• **Work to complete**
In the Norseman conversation, reproduce the passage starting with "Oh, you’re working" and going on through "I doing here?", swapping "recce" for "reconnaissance".

• **Quoted text**
Everything’s so much more enjoyable. If I don’t want to do something at the end of the day, then I’ll have a beer instead. I’ve got a job. I’ve got no coach, but I love being outside, and I love being in the hills. And when you strip everything back, and you’re just there on your own with incredible scenery, and you’re not thinking about distance, time, elevation… I like elevation; that’s a number, so I’ll let that one go. But that’s when you really feel alive, and I think is when you feel the most wholesome. Every other problem in your life is just so insignificant when you are in these amazing places with your heart thumping.

Oh, you’re working hard. Your heart’s thumping. You’re out of breath. There we go. You’re working hard. And I know that if I tried to do these kind of things a different way, it wouldn’t be for me. So maybe I’m not fulfilling my potential with that attitude, but it’s an attitude that makes me happy and makes me want to come back for the next thing. Because the most important thing is finishing the adventure and being excited for the next one.

Helen:
With a smile on your face.

Eilidh:
Absolutely.

Helen:
So, were you smiling when you did your recce of the Norseman course here in Eidfjord? Gaustatoppen, I know you’ve been taking a look at it. So what’s your feeling?

Eilidh:
Aaah, it’s a monster. What am I doing here?

Helen:
It’s a beautiful monster.

Eilidh:
Of course, of course. I mean the scenery, it’s unbelievable. It’s amazing. It’s like Scotland on steroids. It’s going to be tough. It’s not to be underestimated. It’s definitely a lot to take in. But you know what? I’m going to break it down into small chunks. Stay in the moment. Be present. Such a privilege to be here, to be able to do this race. Well, it’s not a race. It’s survival.

Helen:
It’s adventure.

Eilidh:
It’s an adventure. It’s multiple adventures all together, to be honest. So yeah, Saturday will be survival. It’s going to be amazing, but it’s definitely not something to be underestimated.

Helen:
So are there any bits of the course that you’re especially looking forward to, either because they look amazing or because they’re a challenge?

Eilidh:
I guess the easy one to say is Zombie Hill, but there’s a lot to do before you get that to that point. Many people, when they think of Norseman, they probably only think of Zombie Hill. But the swim… Hopefully the swim will take care of itself. I can swim. I’m sure that one will be okay. Although now I’ve said that, probably one that will go wrong. But the bike is pretty hilly; it’s either up or down. Pretty exposed. So I’m sure it’ll be very windy at places. But I guess Zombie Hill.

• **Record extracts**
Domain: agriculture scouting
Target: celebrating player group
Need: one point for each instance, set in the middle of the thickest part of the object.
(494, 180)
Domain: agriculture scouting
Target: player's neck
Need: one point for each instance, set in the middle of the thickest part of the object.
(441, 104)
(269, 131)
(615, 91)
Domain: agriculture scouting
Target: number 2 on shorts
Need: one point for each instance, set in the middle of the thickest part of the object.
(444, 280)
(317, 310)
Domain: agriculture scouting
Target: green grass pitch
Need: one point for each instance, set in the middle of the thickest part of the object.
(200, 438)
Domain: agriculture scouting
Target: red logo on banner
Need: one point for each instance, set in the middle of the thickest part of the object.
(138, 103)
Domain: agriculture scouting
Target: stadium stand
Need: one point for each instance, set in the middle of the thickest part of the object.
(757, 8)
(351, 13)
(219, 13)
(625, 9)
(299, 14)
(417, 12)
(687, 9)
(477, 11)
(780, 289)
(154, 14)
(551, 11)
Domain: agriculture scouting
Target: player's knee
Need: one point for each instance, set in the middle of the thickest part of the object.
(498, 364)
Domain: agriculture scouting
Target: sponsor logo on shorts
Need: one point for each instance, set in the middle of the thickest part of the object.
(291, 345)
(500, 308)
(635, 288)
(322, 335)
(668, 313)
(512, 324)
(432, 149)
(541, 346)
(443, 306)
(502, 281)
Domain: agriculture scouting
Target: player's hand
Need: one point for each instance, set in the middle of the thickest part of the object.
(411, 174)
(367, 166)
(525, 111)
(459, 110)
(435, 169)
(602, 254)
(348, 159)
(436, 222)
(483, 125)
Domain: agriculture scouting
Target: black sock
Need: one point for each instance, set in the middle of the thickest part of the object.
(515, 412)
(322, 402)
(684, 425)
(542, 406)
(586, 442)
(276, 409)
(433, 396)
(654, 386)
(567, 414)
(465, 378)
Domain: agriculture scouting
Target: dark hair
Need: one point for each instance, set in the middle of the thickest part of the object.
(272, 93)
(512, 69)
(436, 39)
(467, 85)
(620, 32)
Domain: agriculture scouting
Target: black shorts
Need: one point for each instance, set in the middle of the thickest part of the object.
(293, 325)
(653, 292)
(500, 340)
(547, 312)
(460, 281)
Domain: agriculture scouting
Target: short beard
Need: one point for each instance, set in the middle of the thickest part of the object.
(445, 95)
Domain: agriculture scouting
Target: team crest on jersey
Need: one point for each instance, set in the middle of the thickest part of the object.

• **Completed exercise**
Oh, you’re working hard. Your heart’s thumping. You’re out of breath. There we go. You’re working hard. And I know that if I tried to do these kind of things a different way, it wouldn’t be for me. So maybe I’m not fulfilling my potential with that attitude, but it’s an attitude that makes me happy and makes me want to come back for the next thing. Because the most important thing is finishing the adventure and being excited for the next one.

Helen:
With a smile on your face.

Eilidh:
Absolutely.

Helen:
So, were you smiling when you did your reconnaissance of the Norseman course here in Eidfjord? Gaustatoppen, I know you’ve been taking a look at it. So what’s your feeling?

Eilidh:
Aaah, it’s a monster. What am I doing here?